# Extract provided
Cuba

Cuban government releases prominent dissident from jail but puts him under house arrest

The Cuban government released dissident José Daniel Ferrer from prison Friday, but sentenced him to house arrest for four-and-a-half years under charges labeled as political by several human rights organizations.

Ferrer had been in prison since September and was tried at the end of February. The whole process was plagued with irregularities, according to reports from family members and activists.

“The first three months were the most difficult, the hardest I have experienced in my entire life as a political prisoner,” said Ferrer in a phone call with el Nuevo Herald from Santiago de Cuba. The dissident reported beatings, “torture,” and “constant humiliation.”

According to his account, he spent six months in an isolation cell in the Aguadores prison in Santiago de Cuba. He received no medical treatment because he refused to wear the uniform given to inmates. He also went on a hunger strike that lasted more than 20 days.

Stored data entries
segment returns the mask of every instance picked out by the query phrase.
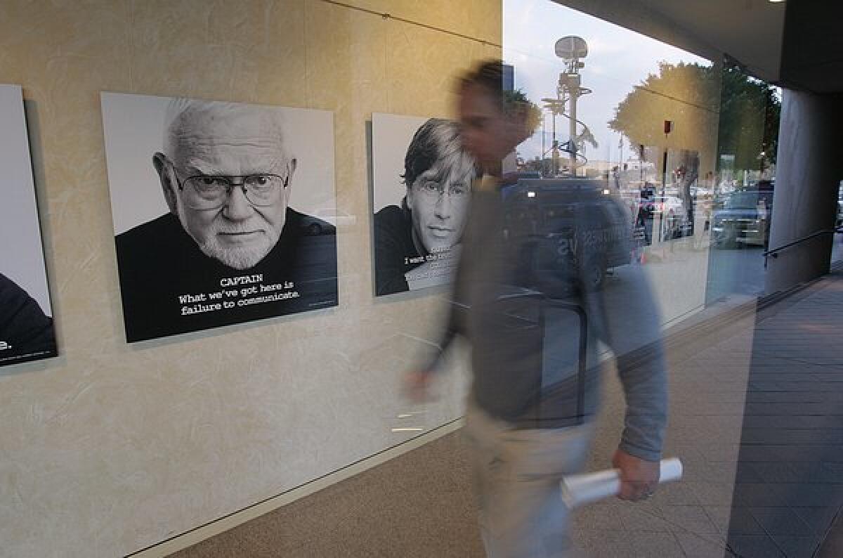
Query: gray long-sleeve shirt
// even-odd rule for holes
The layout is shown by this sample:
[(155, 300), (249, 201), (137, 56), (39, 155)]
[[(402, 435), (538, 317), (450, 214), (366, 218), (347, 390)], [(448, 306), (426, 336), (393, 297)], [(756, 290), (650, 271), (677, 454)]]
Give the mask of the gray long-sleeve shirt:
[[(488, 187), (488, 177), (484, 184), (472, 194), (443, 344), (455, 334), (469, 341), (472, 397), (517, 427), (580, 424), (598, 410), (599, 341), (616, 357), (626, 398), (620, 448), (660, 459), (667, 387), (649, 285), (637, 266), (625, 266), (606, 290), (588, 275), (613, 250), (628, 250), (617, 233), (628, 223), (599, 191), (540, 190), (527, 199), (524, 189), (502, 193)], [(584, 373), (581, 334), (588, 340)], [(631, 341), (642, 337), (652, 340), (647, 358), (630, 358)]]

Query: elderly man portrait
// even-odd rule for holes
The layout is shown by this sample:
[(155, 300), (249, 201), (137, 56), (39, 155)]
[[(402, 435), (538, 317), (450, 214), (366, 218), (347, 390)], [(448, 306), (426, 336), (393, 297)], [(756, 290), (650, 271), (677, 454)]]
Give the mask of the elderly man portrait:
[(170, 102), (152, 157), (169, 212), (116, 237), (128, 341), (336, 304), (336, 229), (289, 207), (291, 140), (271, 107)]
[(401, 205), (374, 217), (379, 295), (450, 282), (475, 176), (456, 122), (432, 118), (419, 127), (405, 157)]

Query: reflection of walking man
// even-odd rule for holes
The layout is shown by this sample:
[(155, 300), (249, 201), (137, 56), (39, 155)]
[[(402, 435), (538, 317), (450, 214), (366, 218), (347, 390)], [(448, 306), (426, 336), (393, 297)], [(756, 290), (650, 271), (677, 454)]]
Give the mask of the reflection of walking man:
[(475, 177), (455, 122), (432, 118), (416, 131), (404, 164), (406, 196), (374, 217), (378, 294), (449, 282)]
[[(334, 229), (287, 205), (297, 163), (283, 140), (266, 107), (171, 104), (153, 158), (169, 212), (116, 239), (129, 341), (336, 304)], [(314, 223), (329, 234), (308, 236)], [(185, 315), (184, 295), (238, 276), (293, 282), (300, 296)]]
[[(481, 531), (488, 555), (538, 558), (567, 555), (568, 510), (562, 503), (562, 475), (579, 471), (593, 437), (599, 374), (588, 374), (584, 408), (579, 407), (577, 376), (558, 376), (556, 362), (545, 358), (559, 351), (565, 339), (544, 336), (540, 315), (550, 307), (539, 293), (519, 289), (516, 266), (519, 252), (529, 249), (505, 239), (506, 201), (499, 191), (500, 162), (531, 130), (531, 109), (503, 105), (499, 61), (481, 65), (460, 89), (459, 114), (466, 149), (486, 175), (472, 190), (464, 248), (457, 272), (447, 346), (454, 334), (471, 345), (472, 386), (466, 410), (466, 439), (478, 490)], [(540, 196), (540, 192), (539, 196)], [(596, 223), (588, 223), (594, 227)], [(529, 236), (529, 235), (528, 235)], [(638, 270), (635, 266), (631, 273)], [(560, 270), (564, 271), (566, 270)], [(564, 274), (561, 274), (564, 275)], [(566, 302), (588, 317), (589, 355), (597, 362), (597, 341), (618, 355), (618, 369), (626, 397), (625, 430), (613, 464), (621, 471), (620, 497), (647, 497), (658, 480), (666, 412), (666, 389), (661, 346), (647, 362), (623, 357), (625, 317), (658, 338), (653, 300), (642, 278), (619, 278), (623, 309), (609, 308), (603, 294), (582, 275), (569, 272), (576, 293)], [(625, 274), (626, 275), (626, 274)], [(628, 319), (626, 321), (628, 325)], [(576, 331), (566, 332), (566, 337)], [(437, 362), (406, 378), (411, 397), (422, 400)], [(552, 381), (552, 383), (551, 383)]]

# Problem set
1) Quote the article on Ferrer's release from "Ferrer had been" to "than 20 days.".
2) Turn the paragraph of the article on Ferrer's release that begins "According to his account" into a short bulleted list that keeps its main facts.
3) Proceed with the news article on Ferrer's release to house arrest, picking up after its final sentence.
The items above are separate material and are not part of the article.

# Answers
1)
Ferrer had been in prison since September and was tried at the end of February. The whole process was plagued with irregularities, according to reports from family members and activists.

“The first three months were the most difficult, the hardest I have experienced in my entire life as a political prisoner,” said Ferrer in a phone call with el Nuevo Herald from Santiago de Cuba. The dissident reported beatings, “torture,” and “constant humiliation.”

According to his account, he spent six months in an isolation cell in the Aguadores prison in Santiago de Cuba. He received no medical treatment because he refused to wear the uniform given to inmates. He also went on a hunger strike that lasted more than 20 days.

2)
By Ferrer's account:
- He spent six months in an isolation cell in the Aguadores prison in Santiago de Cuba.
- He got no medical treatment because he refused to wear the uniform issued to inmates.
- He went on a hunger strike lasting more than 20 days.

3)
The prison guards did not allow him to read or write.

“I experienced hunger as I had never lived before. I look like I’m out of a concentration camp, I lost 25 kilos,” about 55 pounds, he said.

In photos Ferrer sent to a brother living in Miami and obtained by the Miami Herald, the dissident, looking thinner and emaciated, has a shaven head.

In September last year, the government arrested and accused Ferrer, leader of the opposition organization Cuban Patriotic Union, UNPACU for its name in Spanish, of assaulting and participating in the kidnapping of a man.

Three other dissidents accused by the same man received sentences of between three and five years, which were also commuted to house arrest.

Ferrer had previously been imprisoned for eight years for his anti-government political activities.

The UNPACU leader said he was transferred to the provincial court on Friday, where the sentence was read to him. But he refused to sign a document accepting its terms, which indicated that he and the others could return to prison “if we do not comply,” he said.

Ferrer said that he will continue opposing the government. “I can be sentenced to a thousand years for false crimes, but I will never give up, and I will continue fighting for the cause of freedom in Cuba,” he said.

His brother, Luis Enrique Ferrer, believes the house-arrest sentence is a sword over Ferrer’s head.

“The regime condemns him and sends him to his house to release international pressure, but later they can lock him up again,” he said.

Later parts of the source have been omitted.